■ **What is needed**
Your task is to copy the listing exactly. Drop any pictures from the copy.

____________

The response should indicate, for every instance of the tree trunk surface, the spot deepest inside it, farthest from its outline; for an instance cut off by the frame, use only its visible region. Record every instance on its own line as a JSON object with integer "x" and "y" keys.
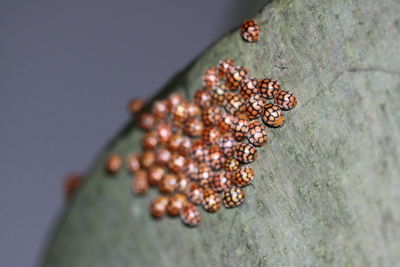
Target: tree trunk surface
{"x": 327, "y": 186}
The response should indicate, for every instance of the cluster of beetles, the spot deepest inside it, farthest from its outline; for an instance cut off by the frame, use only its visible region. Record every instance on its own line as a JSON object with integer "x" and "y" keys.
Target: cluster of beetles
{"x": 195, "y": 152}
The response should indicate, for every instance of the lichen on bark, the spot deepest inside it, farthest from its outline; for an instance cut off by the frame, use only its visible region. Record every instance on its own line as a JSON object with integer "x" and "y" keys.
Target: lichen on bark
{"x": 327, "y": 190}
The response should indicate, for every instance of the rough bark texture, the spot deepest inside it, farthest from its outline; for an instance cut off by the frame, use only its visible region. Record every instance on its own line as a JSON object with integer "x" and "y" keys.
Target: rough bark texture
{"x": 327, "y": 190}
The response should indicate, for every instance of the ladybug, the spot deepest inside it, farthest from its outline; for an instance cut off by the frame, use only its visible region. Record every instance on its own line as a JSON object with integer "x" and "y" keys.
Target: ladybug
{"x": 235, "y": 76}
{"x": 179, "y": 114}
{"x": 114, "y": 163}
{"x": 220, "y": 181}
{"x": 133, "y": 162}
{"x": 158, "y": 206}
{"x": 140, "y": 183}
{"x": 160, "y": 109}
{"x": 202, "y": 98}
{"x": 156, "y": 173}
{"x": 243, "y": 177}
{"x": 146, "y": 121}
{"x": 199, "y": 151}
{"x": 183, "y": 183}
{"x": 232, "y": 165}
{"x": 268, "y": 88}
{"x": 204, "y": 171}
{"x": 191, "y": 169}
{"x": 273, "y": 116}
{"x": 193, "y": 127}
{"x": 257, "y": 134}
{"x": 210, "y": 77}
{"x": 135, "y": 106}
{"x": 195, "y": 193}
{"x": 240, "y": 127}
{"x": 250, "y": 31}
{"x": 174, "y": 99}
{"x": 216, "y": 158}
{"x": 147, "y": 159}
{"x": 226, "y": 122}
{"x": 150, "y": 140}
{"x": 211, "y": 115}
{"x": 190, "y": 215}
{"x": 218, "y": 94}
{"x": 211, "y": 135}
{"x": 175, "y": 204}
{"x": 211, "y": 201}
{"x": 163, "y": 156}
{"x": 224, "y": 67}
{"x": 245, "y": 153}
{"x": 177, "y": 163}
{"x": 192, "y": 110}
{"x": 185, "y": 146}
{"x": 227, "y": 143}
{"x": 249, "y": 87}
{"x": 164, "y": 132}
{"x": 285, "y": 100}
{"x": 234, "y": 104}
{"x": 168, "y": 183}
{"x": 233, "y": 197}
{"x": 254, "y": 107}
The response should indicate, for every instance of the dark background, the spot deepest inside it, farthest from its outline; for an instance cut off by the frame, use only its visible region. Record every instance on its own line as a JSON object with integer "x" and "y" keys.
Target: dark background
{"x": 67, "y": 71}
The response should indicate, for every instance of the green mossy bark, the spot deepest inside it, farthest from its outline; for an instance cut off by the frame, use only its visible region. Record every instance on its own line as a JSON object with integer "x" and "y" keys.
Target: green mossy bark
{"x": 327, "y": 190}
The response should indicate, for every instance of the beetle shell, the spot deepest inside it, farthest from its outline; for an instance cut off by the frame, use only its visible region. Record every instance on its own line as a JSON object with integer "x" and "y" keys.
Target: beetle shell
{"x": 250, "y": 31}
{"x": 243, "y": 177}
{"x": 245, "y": 153}
{"x": 150, "y": 140}
{"x": 255, "y": 107}
{"x": 211, "y": 135}
{"x": 160, "y": 109}
{"x": 285, "y": 100}
{"x": 175, "y": 204}
{"x": 158, "y": 206}
{"x": 221, "y": 181}
{"x": 225, "y": 66}
{"x": 163, "y": 156}
{"x": 234, "y": 104}
{"x": 156, "y": 173}
{"x": 257, "y": 134}
{"x": 233, "y": 197}
{"x": 195, "y": 193}
{"x": 211, "y": 201}
{"x": 168, "y": 183}
{"x": 232, "y": 165}
{"x": 211, "y": 115}
{"x": 202, "y": 98}
{"x": 177, "y": 163}
{"x": 210, "y": 77}
{"x": 193, "y": 127}
{"x": 273, "y": 116}
{"x": 240, "y": 128}
{"x": 227, "y": 143}
{"x": 140, "y": 183}
{"x": 190, "y": 215}
{"x": 235, "y": 76}
{"x": 268, "y": 88}
{"x": 249, "y": 87}
{"x": 133, "y": 162}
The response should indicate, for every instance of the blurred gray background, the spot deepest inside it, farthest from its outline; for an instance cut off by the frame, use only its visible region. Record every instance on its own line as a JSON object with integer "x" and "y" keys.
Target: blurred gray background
{"x": 67, "y": 71}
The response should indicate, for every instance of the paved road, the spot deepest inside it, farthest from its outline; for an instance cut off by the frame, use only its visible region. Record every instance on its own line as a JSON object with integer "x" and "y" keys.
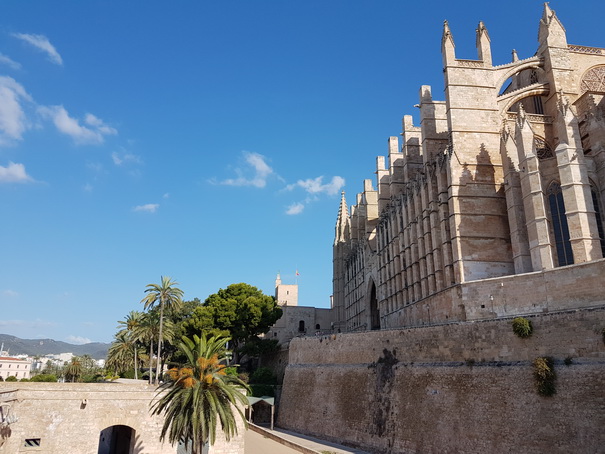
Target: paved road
{"x": 257, "y": 444}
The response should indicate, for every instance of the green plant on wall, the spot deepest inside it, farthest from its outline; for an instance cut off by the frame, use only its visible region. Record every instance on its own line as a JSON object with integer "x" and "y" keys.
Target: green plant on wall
{"x": 522, "y": 327}
{"x": 544, "y": 373}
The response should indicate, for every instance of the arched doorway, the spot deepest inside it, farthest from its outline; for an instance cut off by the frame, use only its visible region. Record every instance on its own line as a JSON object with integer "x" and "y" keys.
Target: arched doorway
{"x": 116, "y": 439}
{"x": 374, "y": 314}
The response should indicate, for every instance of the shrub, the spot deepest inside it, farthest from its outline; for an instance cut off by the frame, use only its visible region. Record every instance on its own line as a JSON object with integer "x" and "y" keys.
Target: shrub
{"x": 568, "y": 361}
{"x": 44, "y": 378}
{"x": 544, "y": 373}
{"x": 263, "y": 376}
{"x": 262, "y": 390}
{"x": 522, "y": 327}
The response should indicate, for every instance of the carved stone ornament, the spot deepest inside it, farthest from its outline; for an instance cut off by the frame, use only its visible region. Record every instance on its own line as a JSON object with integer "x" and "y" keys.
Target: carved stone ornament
{"x": 594, "y": 80}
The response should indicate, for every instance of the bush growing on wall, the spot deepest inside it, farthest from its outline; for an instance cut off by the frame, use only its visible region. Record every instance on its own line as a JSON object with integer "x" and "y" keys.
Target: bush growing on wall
{"x": 544, "y": 373}
{"x": 522, "y": 327}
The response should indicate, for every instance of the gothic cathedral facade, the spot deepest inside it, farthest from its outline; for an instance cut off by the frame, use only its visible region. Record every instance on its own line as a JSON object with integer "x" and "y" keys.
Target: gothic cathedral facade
{"x": 505, "y": 178}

____________

■ **Finished task**
The response should indicate, for every instance of the tree trunk surface, the spot deepest inside it, farthest from its outline; for an instance cut off by the frame, use only its visible region. Record every instance on its own line as a JSON object with integer "x" and "y" keys.
Target: tree trunk surface
{"x": 327, "y": 186}
The response should indicate, for every instance of the cluster of beetles, the spot deepest inside it, farthest from its outline; for an instance cut off by the frame, use only its visible region. Record every instance on its own line as a JSON object with integer "x" and "y" keys.
Target: cluster of beetles
{"x": 195, "y": 152}
The response should indicate, for every instance of the lichen on bark, the spot deepest inside it, farthest from its outline; for an instance cut off by the frame, use only its visible region. Record every instance on its own line as a JSON object with integer "x" and "y" keys.
Target: lichen on bark
{"x": 327, "y": 190}
The response should indicate, for every instance of the rough bark texture, the spot deepest inside it, farthest from its outline; for an instance cut off by the frame, use only its visible region. Record every instance on its own line as a JSON object with integer "x" and "y" keys.
Target: rough bark texture
{"x": 327, "y": 190}
The response should indicate, for every instance of the ladybug, the spot deepest inside it, farthest from its outline; for an instance cut off by the frame, use only its visible region. Record every instance on its own line as a JSON object with integer "x" and "y" keys.
Target: ladybug
{"x": 235, "y": 76}
{"x": 179, "y": 114}
{"x": 114, "y": 163}
{"x": 220, "y": 181}
{"x": 133, "y": 162}
{"x": 158, "y": 206}
{"x": 140, "y": 183}
{"x": 160, "y": 109}
{"x": 202, "y": 98}
{"x": 156, "y": 173}
{"x": 243, "y": 177}
{"x": 146, "y": 121}
{"x": 199, "y": 151}
{"x": 183, "y": 183}
{"x": 232, "y": 165}
{"x": 268, "y": 88}
{"x": 204, "y": 171}
{"x": 191, "y": 169}
{"x": 273, "y": 116}
{"x": 193, "y": 127}
{"x": 257, "y": 134}
{"x": 210, "y": 77}
{"x": 135, "y": 106}
{"x": 195, "y": 193}
{"x": 240, "y": 127}
{"x": 250, "y": 31}
{"x": 174, "y": 99}
{"x": 216, "y": 158}
{"x": 147, "y": 159}
{"x": 226, "y": 122}
{"x": 150, "y": 140}
{"x": 211, "y": 115}
{"x": 190, "y": 215}
{"x": 218, "y": 94}
{"x": 211, "y": 135}
{"x": 175, "y": 204}
{"x": 211, "y": 201}
{"x": 163, "y": 156}
{"x": 224, "y": 67}
{"x": 245, "y": 153}
{"x": 177, "y": 163}
{"x": 192, "y": 110}
{"x": 185, "y": 146}
{"x": 227, "y": 143}
{"x": 249, "y": 87}
{"x": 164, "y": 132}
{"x": 285, "y": 100}
{"x": 234, "y": 104}
{"x": 168, "y": 183}
{"x": 233, "y": 197}
{"x": 254, "y": 107}
The response should indicate, for every instance of the dark background, the spot deepest inside it, farthest from its outline; for an instance cut off by the frame, use only its visible region. Record every instance on its own line as a JSON object with integer "x" and "y" keys.
Target: dark background
{"x": 67, "y": 71}
The response should indicate, for every instance of the green mossy bark, the spot deepest inside it, farthest from its outline; for an instance cut off by the frame, use only its visible region. Record every instance on its own line as a JSON object with integer "x" and "y" keys.
Target: green mossy bark
{"x": 327, "y": 190}
The response should indicate, for every instance of the beetle shell, the spot deepest inside it, farthest from its outline; for an instance cut off by the frame, use only its visible region. Record every instance on its own line as a JSON object with integer "x" and "y" keys.
Target: beetle shell
{"x": 250, "y": 31}
{"x": 243, "y": 177}
{"x": 245, "y": 153}
{"x": 150, "y": 140}
{"x": 255, "y": 107}
{"x": 211, "y": 135}
{"x": 160, "y": 109}
{"x": 285, "y": 100}
{"x": 175, "y": 204}
{"x": 158, "y": 206}
{"x": 221, "y": 181}
{"x": 225, "y": 66}
{"x": 163, "y": 156}
{"x": 234, "y": 104}
{"x": 156, "y": 173}
{"x": 257, "y": 134}
{"x": 233, "y": 197}
{"x": 195, "y": 193}
{"x": 211, "y": 201}
{"x": 168, "y": 183}
{"x": 232, "y": 165}
{"x": 211, "y": 115}
{"x": 202, "y": 98}
{"x": 177, "y": 163}
{"x": 210, "y": 77}
{"x": 193, "y": 127}
{"x": 273, "y": 116}
{"x": 240, "y": 128}
{"x": 227, "y": 143}
{"x": 140, "y": 183}
{"x": 190, "y": 215}
{"x": 235, "y": 76}
{"x": 268, "y": 88}
{"x": 249, "y": 87}
{"x": 133, "y": 162}
The response should indicate, for every instance of the blurred gray background, the spot deepest inside it, farthest from its outline; for an instance cut off by the frame, use only its visible region. Record every instance on its own line as a JSON object with integer "x" and "y" keys.
Target: blurred gray background
{"x": 67, "y": 71}
The response should indicate, for every instance of the paved road, the spot deepest inside it, farthest from its outline; for an instance cut off by the frame, use only its visible region. Record every instance on its own line as a JSON object with integer "x" and "y" keys.
Target: paved road
{"x": 257, "y": 444}
The response should indicate, for every instance of the green plant on wall, the spot deepest inside it, farthest from its outline; for an instance cut off by the frame, use only its visible region. Record every instance on its own line as a JSON object with integer "x" and "y" keys.
Target: green plant on wall
{"x": 522, "y": 327}
{"x": 544, "y": 373}
The response should indicate, for every instance of the arched doorway, the spot deepest inside it, farthest from its outline; for an instance cut off by the frame, use only its visible region. Record every instance on its own line as a JSON object with integer "x" and "y" keys.
Target: arched doorway
{"x": 116, "y": 439}
{"x": 374, "y": 314}
The response should indicate, for every instance of the shrub, the spot deepest inside it, farthest from its outline; for an instance cut off by the frame, use only its visible region. Record every instance on its own line as a JSON object with integer "x" and "y" keys.
Target: shrub
{"x": 568, "y": 361}
{"x": 44, "y": 378}
{"x": 544, "y": 373}
{"x": 263, "y": 376}
{"x": 262, "y": 390}
{"x": 522, "y": 327}
The response should indicate, for every instance of the carved stone ornament, the spot deepest inside it, farthest from its outline; for an instance cut off by the frame, use only its visible region. Record every instance on its own line as a JSON object with integer "x" and "y" keys.
Target: carved stone ornament
{"x": 594, "y": 80}
The response should indicate, for every instance of the bush growing on wall, the spot deepest inside it, farthest from its outline; for an instance cut off by the frame, use only its visible region. Record every instance on its own line as a JSON object with integer "x" and "y" keys.
Target: bush growing on wall
{"x": 544, "y": 373}
{"x": 522, "y": 327}
The response should indicate, for every instance of the gothic cathedral facade, the spot deepest inside it, farthest from its outline; for an instance cut off by the frame, use only its visible region. Record every instance on its own line as a JSON object with integer "x" and "y" keys.
Target: gothic cathedral facade
{"x": 505, "y": 178}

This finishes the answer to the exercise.